== Extract to read ==
# # # # #
Wisconsin Marine Historical Society

BUILT IN THE GREAT LAKES – SUNK BY A KAMIKAZE DRONE BOAT

March 28, 2025

By James Heinz

Current news media accounts tell of the recent use of kamikaze drone boats to sink ships.  A warship built in Michigan was sunk by one of these boats…in 1945.

At the start of World War II, the U.S. Navy felt the need for small vessels to be used to hunt enemy submarines. The Navy then ordered 403 ships of the PC-461 class submarine chaser, of which 343 were completed before war’s end. 

          Photo at top of page: Defoe Shipbuilding courtesy of Navsource.org

The PC-461 class were made of steel. They displaced 450 long tons full and were 173 feet long and 23 feet wide with a draft of six feet.  They were driven by two 1,440 hp diesel engines driving two propellers. They had a top speed of 20 knots (23 mph) and a range of 3,000 miles. They had a crew of 5 officers and 60 enlisted men.
# # # # #
Excerpts from point annotation data:
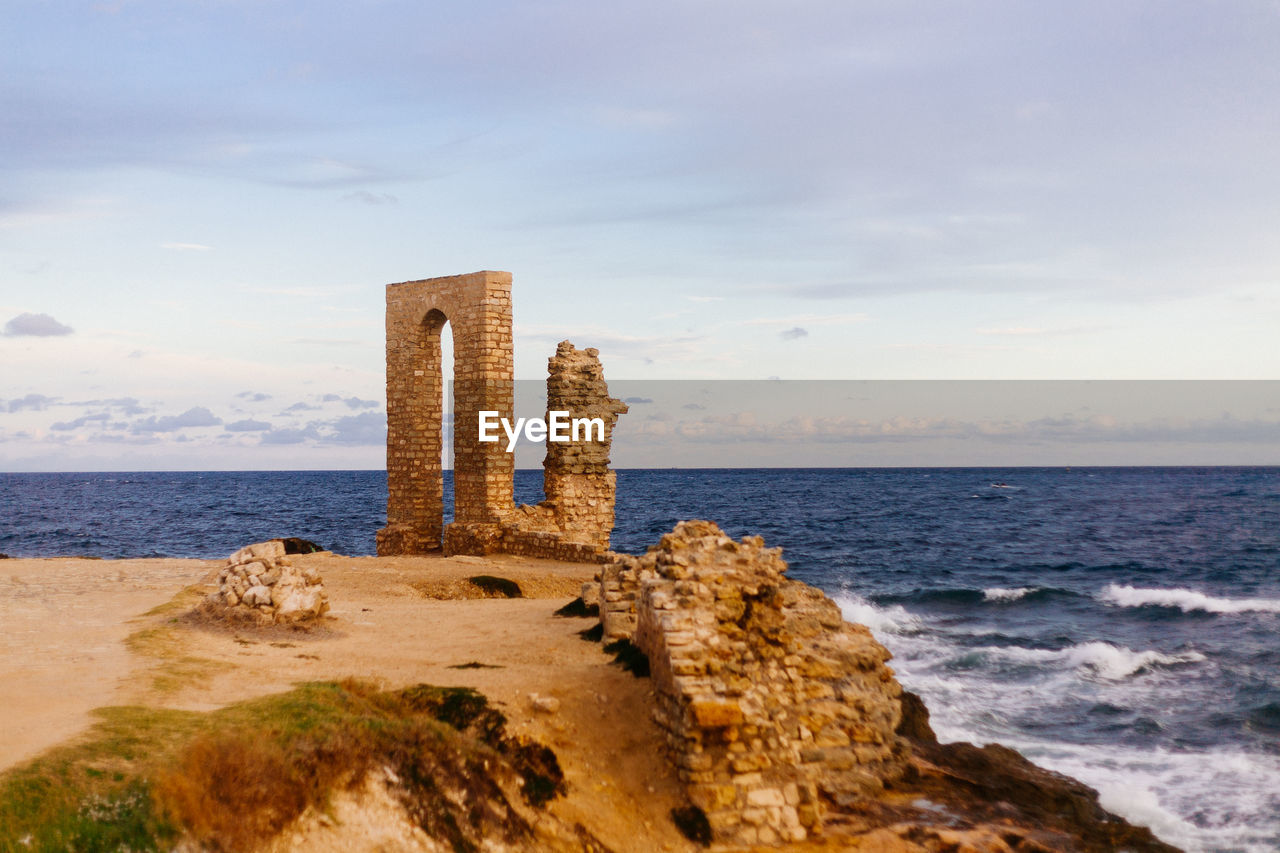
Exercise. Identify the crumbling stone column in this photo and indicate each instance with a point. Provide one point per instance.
(478, 308)
(576, 478)
(771, 702)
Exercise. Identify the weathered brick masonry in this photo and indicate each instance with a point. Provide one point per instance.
(771, 702)
(575, 520)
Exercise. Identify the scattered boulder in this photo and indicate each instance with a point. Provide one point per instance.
(259, 584)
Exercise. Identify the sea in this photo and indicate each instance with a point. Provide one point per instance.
(1120, 625)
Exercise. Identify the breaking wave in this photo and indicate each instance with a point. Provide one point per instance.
(1185, 600)
(1002, 593)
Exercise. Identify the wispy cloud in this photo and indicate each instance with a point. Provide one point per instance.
(33, 402)
(247, 425)
(193, 416)
(809, 319)
(39, 325)
(376, 199)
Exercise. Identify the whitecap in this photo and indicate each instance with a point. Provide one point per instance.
(882, 620)
(1185, 600)
(1115, 662)
(1093, 658)
(1004, 593)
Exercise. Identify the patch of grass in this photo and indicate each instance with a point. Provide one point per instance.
(228, 779)
(577, 609)
(629, 657)
(173, 667)
(293, 544)
(497, 587)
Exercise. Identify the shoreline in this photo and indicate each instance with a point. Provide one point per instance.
(394, 621)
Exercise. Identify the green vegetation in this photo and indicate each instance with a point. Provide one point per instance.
(497, 587)
(693, 824)
(629, 657)
(577, 609)
(164, 642)
(231, 778)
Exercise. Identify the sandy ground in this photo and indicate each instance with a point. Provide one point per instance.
(62, 641)
(63, 628)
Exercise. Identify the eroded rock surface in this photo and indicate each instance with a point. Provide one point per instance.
(786, 725)
(259, 584)
(769, 699)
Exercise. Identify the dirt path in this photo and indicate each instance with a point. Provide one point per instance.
(391, 624)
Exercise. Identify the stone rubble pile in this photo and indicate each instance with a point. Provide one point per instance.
(771, 702)
(260, 584)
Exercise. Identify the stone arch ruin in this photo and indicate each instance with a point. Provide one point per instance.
(575, 520)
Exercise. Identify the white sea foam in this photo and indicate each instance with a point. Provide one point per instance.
(1002, 593)
(1234, 794)
(1095, 658)
(1185, 600)
(1203, 802)
(1115, 662)
(882, 620)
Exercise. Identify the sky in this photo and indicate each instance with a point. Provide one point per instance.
(201, 203)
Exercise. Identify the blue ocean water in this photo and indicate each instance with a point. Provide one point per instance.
(1120, 625)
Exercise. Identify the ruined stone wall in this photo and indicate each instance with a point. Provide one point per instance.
(478, 308)
(576, 519)
(771, 702)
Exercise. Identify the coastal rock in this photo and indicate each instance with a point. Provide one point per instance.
(771, 702)
(786, 725)
(260, 585)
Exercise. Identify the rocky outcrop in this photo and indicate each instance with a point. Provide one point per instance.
(771, 702)
(260, 585)
(786, 724)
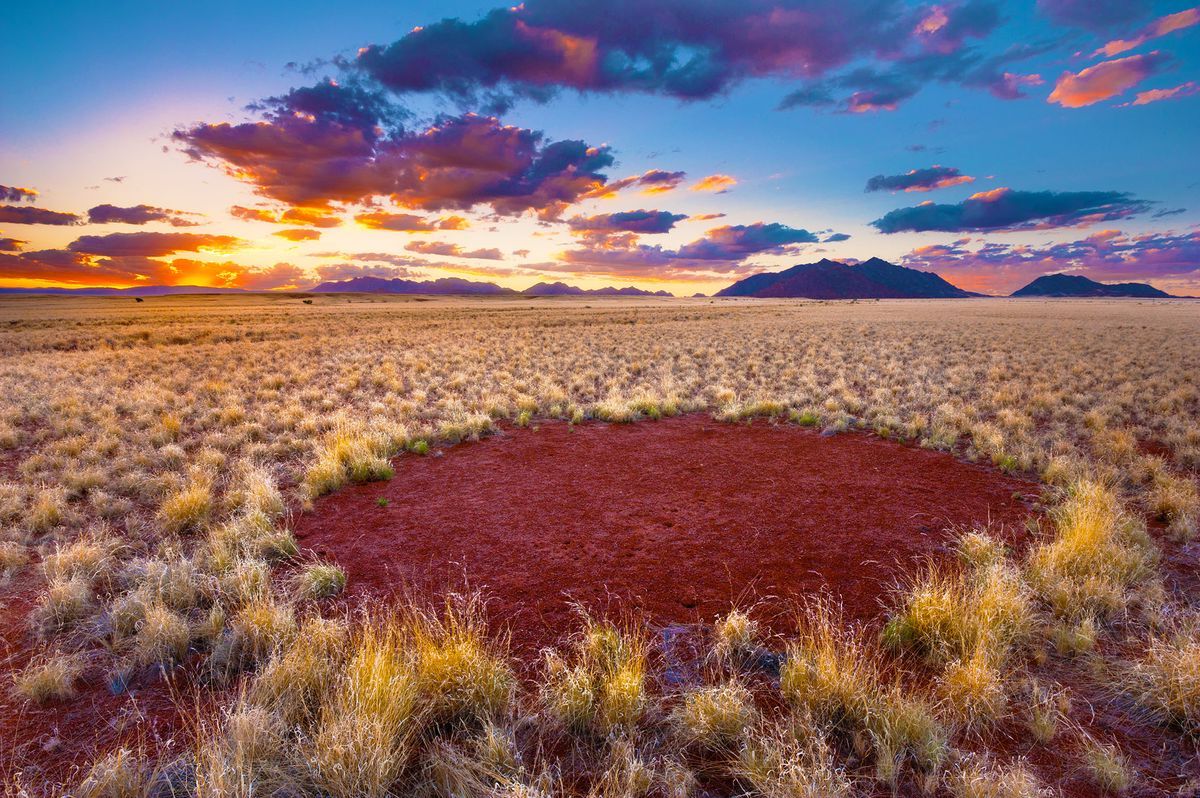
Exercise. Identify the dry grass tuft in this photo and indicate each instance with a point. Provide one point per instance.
(52, 677)
(600, 685)
(1167, 679)
(1098, 558)
(715, 719)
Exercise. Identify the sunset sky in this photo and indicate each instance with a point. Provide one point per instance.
(677, 144)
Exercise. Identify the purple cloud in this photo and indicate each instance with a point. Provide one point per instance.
(153, 245)
(634, 221)
(927, 179)
(312, 155)
(1003, 209)
(137, 215)
(16, 195)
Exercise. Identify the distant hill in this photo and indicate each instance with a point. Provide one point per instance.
(874, 279)
(563, 289)
(1061, 285)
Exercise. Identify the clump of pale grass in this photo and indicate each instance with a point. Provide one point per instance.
(366, 731)
(64, 604)
(123, 773)
(243, 756)
(319, 581)
(256, 631)
(462, 676)
(954, 615)
(735, 637)
(297, 679)
(831, 671)
(51, 677)
(791, 761)
(13, 557)
(189, 507)
(1107, 766)
(162, 636)
(715, 719)
(983, 778)
(1167, 678)
(600, 684)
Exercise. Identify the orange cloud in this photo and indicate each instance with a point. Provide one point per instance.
(715, 183)
(1156, 95)
(409, 222)
(1161, 27)
(1105, 79)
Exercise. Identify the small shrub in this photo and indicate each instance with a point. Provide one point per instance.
(715, 719)
(1107, 766)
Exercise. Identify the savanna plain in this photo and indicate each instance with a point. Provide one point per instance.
(166, 629)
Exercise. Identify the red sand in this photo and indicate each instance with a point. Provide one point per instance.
(676, 520)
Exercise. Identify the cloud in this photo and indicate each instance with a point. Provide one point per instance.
(255, 214)
(281, 275)
(1003, 209)
(29, 215)
(453, 250)
(684, 49)
(137, 215)
(634, 221)
(653, 181)
(1092, 15)
(16, 195)
(298, 234)
(715, 183)
(1107, 255)
(927, 179)
(73, 268)
(721, 251)
(1105, 79)
(339, 271)
(153, 245)
(342, 151)
(1158, 95)
(309, 216)
(408, 222)
(1161, 27)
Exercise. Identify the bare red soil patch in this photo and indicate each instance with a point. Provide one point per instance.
(675, 520)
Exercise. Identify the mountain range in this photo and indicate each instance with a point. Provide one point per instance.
(1061, 285)
(873, 279)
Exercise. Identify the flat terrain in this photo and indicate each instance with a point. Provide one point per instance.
(1002, 495)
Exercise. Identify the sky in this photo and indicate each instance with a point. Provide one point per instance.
(666, 144)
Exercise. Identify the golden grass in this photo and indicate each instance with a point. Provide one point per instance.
(190, 426)
(1167, 679)
(49, 678)
(832, 670)
(946, 615)
(1098, 558)
(366, 731)
(715, 719)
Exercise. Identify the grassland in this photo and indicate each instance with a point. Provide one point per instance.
(151, 455)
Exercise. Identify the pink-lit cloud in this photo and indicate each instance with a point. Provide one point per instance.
(1161, 27)
(1107, 79)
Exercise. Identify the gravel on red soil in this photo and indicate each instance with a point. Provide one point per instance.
# # # # #
== Written task 1 ==
According to the article, how many of the ordered PC-461 class submarine chasers were completed before the war ended?
== Written task 2 ==
Return the passage of the article from "March 28, 2025" to "before war’s end.", word for word.

== Worked answer 1 ==
343

== Worked answer 2 ==
March 28, 2025

By James Heinz

Current news media accounts tell of the recent use of kamikaze drone boats to sink ships.  A warship built in Michigan was sunk by one of these boats…in 1945.

At the start of World War II, the U.S. Navy felt the need for small vessels to be used to hunt enemy submarines. The Navy then ordered 403 ships of the PC-461 class submarine chaser, of which 343 were completed before war’s end.